» **ASSIGNMENT**: Give every label that introduces a point under "Strengths" in the NeurIPS review below.
PROVIDED PASSAGE Start Marker
Review for NeurIPS paper: Learning Disentangled Representations and Group Structure of Dynamical Environments

NeurIPS 2020

Learning Disentangled Representations and Group Structure of Dynamical Environments

Review 1

Summary and Contributions: The paper addresses disentanglement in dynamical systems. The authors operate on the definition of disentanglement popularized by Higgins et al., where a representation is considered disentangled if a group of actions acting upon the representation can be decomposed into nontrivial subgroups---acting upon "slices" of the representation. The authors suggest a learnable implementation of this principle by suggesting to learn the group of SO(n) matrices, along with a regularizer to encourage sparse usage of rotations to ensure rotations. They test on five different simple examples and conclude that they indeed arrive at a more disentangled representation.

Strengths: Motivation: The challenge of disentangled representation is still largely unsolved. Finding practical implementations of the concepts by Higgins et al. is a worthwhile endeavor that deserves attention. As such, the paper tackles an interesting problem. Novelty: To the best of the authors' as well as my knowledge, the concepts of Higgins et al. have not been put into practice. As such, the contribution can be considered interesting. Experiments: The experiments are chosen well and highlight the features of the presented approach. Though limited in their scope, they represent a useful proof of conept.
PROVIDED PASSAGE End Marker
RECORD SET Start Marker
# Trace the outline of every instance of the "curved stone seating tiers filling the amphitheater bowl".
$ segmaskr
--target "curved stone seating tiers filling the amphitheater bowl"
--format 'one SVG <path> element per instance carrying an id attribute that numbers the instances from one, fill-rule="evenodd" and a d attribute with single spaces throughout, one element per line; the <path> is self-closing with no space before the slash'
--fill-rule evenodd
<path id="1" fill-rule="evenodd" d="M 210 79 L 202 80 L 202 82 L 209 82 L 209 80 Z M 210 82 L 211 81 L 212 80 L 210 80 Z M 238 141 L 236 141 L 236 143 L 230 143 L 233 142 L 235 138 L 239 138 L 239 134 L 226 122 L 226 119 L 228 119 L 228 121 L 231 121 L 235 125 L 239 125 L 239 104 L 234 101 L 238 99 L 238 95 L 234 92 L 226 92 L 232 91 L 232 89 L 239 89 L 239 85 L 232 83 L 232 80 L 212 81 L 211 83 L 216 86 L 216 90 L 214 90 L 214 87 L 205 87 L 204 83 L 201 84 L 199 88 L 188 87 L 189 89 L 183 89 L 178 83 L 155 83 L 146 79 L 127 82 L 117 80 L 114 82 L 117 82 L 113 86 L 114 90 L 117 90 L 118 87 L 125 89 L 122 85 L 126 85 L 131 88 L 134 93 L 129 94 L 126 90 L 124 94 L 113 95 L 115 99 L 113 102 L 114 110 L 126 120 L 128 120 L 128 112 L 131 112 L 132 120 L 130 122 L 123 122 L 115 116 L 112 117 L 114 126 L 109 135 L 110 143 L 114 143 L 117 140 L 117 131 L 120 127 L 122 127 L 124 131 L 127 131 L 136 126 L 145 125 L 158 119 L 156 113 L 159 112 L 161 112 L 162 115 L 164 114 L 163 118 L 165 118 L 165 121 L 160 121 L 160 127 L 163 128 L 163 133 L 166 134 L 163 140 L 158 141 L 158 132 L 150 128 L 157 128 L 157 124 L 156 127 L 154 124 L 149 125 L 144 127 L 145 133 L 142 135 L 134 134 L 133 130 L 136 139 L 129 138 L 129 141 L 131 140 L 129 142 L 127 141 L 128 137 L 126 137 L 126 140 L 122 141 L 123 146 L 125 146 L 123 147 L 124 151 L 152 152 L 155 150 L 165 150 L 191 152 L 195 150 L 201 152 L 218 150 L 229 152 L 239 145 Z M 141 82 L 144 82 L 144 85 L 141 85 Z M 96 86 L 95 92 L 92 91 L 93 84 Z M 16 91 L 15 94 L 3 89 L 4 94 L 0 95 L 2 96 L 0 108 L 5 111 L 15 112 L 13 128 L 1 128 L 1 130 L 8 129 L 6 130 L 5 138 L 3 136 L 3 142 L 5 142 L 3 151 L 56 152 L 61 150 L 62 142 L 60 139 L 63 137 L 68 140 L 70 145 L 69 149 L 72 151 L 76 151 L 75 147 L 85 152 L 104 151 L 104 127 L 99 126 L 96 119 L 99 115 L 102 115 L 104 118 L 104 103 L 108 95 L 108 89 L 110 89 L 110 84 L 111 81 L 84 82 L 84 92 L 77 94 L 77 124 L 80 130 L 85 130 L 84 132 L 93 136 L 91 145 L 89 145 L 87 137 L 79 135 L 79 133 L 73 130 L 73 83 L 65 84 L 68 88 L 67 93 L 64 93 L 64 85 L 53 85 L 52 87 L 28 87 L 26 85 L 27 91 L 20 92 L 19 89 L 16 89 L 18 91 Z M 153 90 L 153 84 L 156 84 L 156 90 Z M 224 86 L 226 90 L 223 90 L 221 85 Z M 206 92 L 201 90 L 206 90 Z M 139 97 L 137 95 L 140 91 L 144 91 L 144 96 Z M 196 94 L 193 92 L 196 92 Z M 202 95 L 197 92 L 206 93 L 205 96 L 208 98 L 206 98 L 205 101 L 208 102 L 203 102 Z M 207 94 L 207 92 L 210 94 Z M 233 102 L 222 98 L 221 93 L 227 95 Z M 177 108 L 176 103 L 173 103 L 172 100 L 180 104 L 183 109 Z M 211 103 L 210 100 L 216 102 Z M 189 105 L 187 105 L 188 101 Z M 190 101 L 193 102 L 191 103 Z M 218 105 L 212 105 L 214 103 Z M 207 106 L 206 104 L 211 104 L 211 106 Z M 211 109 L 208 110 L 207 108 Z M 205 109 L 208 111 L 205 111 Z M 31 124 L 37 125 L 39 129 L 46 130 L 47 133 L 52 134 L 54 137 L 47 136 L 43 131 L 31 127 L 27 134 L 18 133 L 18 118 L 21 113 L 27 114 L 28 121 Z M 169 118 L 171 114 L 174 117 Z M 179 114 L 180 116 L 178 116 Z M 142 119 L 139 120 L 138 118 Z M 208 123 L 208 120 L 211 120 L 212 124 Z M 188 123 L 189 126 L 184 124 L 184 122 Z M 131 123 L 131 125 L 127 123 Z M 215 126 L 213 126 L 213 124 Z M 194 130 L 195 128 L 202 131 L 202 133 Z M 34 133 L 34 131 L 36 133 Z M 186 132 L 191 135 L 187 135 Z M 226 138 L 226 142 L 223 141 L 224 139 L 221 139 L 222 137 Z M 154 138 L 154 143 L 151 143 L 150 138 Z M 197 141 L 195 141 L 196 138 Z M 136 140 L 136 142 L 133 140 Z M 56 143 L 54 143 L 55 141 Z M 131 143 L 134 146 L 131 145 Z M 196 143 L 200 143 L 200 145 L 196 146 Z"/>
RECORD SET End Marker
RECORD SET Start Marker
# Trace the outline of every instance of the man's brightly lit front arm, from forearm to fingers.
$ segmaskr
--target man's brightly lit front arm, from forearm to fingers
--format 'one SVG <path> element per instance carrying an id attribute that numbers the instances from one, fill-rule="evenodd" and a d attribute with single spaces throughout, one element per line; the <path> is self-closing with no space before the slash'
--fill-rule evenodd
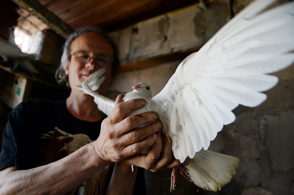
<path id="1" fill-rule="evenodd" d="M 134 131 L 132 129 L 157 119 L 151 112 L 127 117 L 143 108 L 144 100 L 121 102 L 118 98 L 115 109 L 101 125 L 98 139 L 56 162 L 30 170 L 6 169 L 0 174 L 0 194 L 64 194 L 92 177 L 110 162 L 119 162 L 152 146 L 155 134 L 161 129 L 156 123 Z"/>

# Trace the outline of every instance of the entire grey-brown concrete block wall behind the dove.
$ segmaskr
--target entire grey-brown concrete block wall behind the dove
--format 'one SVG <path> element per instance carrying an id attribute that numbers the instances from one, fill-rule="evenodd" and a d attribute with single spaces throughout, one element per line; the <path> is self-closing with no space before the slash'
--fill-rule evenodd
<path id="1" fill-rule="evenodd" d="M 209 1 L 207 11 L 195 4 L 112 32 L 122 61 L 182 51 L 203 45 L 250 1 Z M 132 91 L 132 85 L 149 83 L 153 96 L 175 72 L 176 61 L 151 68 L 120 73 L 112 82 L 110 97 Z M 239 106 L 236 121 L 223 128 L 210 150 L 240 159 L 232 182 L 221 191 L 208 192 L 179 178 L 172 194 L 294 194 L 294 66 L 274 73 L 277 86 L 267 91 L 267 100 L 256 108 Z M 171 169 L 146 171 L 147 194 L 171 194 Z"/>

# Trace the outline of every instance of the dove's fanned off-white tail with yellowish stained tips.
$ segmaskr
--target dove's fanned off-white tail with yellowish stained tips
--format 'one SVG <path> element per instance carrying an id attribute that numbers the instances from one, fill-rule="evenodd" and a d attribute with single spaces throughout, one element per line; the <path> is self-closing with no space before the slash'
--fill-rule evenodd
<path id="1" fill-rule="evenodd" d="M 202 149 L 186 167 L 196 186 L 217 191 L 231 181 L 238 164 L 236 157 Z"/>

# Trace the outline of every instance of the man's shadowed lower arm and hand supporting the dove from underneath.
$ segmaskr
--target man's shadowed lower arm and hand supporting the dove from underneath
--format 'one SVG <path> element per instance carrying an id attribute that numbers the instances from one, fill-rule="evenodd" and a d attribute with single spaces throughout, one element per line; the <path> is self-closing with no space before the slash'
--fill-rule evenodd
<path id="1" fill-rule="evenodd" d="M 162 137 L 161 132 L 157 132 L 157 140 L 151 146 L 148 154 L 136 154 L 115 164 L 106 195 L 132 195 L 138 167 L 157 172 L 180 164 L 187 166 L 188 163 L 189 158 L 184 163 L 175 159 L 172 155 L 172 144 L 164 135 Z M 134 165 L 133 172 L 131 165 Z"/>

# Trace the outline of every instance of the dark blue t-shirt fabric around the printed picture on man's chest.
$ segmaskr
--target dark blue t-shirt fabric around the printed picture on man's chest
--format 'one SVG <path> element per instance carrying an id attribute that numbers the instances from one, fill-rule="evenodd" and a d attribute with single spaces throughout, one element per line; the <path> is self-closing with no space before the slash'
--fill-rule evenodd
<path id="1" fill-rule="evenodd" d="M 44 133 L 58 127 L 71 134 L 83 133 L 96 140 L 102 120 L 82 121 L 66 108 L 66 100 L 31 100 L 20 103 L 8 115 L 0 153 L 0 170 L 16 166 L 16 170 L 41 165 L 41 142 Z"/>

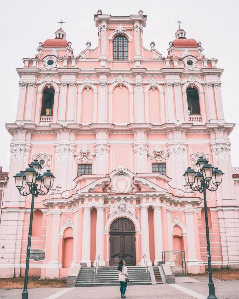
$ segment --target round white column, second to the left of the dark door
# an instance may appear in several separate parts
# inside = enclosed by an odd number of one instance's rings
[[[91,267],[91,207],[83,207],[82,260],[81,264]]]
RECORD SET End Marker
RECORD SET Start Marker
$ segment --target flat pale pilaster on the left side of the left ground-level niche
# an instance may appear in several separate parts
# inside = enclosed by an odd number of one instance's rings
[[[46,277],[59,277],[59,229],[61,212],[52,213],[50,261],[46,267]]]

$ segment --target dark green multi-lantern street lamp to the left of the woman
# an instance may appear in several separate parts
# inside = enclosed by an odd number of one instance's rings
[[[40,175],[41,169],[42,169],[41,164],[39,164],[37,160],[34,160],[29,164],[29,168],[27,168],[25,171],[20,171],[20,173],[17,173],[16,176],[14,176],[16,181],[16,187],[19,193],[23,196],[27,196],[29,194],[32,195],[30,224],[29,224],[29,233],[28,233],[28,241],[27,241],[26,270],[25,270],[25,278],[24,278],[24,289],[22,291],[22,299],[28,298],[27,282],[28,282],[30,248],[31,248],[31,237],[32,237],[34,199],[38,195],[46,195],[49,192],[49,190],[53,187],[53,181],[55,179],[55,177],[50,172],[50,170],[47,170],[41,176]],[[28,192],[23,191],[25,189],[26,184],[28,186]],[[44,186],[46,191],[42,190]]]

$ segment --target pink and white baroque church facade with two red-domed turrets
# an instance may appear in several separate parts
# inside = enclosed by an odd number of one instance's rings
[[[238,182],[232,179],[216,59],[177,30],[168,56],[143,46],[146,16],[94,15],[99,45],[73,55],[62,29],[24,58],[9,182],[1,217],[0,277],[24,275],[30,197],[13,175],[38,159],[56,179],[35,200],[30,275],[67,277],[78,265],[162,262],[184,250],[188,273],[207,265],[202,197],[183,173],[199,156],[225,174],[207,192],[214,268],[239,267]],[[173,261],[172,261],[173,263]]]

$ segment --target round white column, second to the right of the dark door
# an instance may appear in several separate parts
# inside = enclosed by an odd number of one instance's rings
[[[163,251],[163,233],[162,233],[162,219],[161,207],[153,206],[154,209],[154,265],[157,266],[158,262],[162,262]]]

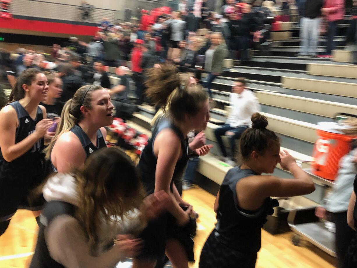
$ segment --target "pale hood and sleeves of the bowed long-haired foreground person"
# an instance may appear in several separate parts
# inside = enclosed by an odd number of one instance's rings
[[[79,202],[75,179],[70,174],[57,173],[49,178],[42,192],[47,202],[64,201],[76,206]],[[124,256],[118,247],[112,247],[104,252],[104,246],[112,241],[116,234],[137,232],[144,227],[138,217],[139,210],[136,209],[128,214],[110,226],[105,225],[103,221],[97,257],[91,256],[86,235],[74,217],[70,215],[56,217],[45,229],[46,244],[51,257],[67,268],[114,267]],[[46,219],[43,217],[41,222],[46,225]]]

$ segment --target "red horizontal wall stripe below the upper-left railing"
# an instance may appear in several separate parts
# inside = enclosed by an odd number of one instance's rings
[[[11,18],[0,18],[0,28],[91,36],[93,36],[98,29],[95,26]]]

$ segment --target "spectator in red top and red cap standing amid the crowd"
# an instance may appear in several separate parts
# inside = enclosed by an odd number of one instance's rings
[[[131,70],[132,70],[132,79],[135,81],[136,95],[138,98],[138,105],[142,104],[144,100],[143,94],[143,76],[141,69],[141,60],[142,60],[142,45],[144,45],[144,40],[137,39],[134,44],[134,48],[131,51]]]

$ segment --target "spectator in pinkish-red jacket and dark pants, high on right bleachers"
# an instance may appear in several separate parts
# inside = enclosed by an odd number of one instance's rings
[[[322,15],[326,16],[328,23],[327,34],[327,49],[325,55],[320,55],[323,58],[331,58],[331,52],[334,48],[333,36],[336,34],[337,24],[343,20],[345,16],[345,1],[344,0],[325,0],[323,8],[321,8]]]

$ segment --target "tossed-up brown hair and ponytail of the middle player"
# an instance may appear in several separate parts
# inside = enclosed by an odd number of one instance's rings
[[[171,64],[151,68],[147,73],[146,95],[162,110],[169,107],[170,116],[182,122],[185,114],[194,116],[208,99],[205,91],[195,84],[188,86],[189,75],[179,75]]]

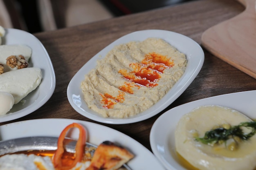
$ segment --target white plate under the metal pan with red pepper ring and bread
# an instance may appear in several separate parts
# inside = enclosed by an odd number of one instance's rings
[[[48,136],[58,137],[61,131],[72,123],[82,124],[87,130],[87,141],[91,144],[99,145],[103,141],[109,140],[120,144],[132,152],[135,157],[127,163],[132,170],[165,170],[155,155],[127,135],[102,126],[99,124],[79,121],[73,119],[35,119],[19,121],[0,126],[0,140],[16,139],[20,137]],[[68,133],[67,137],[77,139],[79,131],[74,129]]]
RECORD SET End Marker
» **ANSWER SPACE**: Motivation, Novelty, Experiments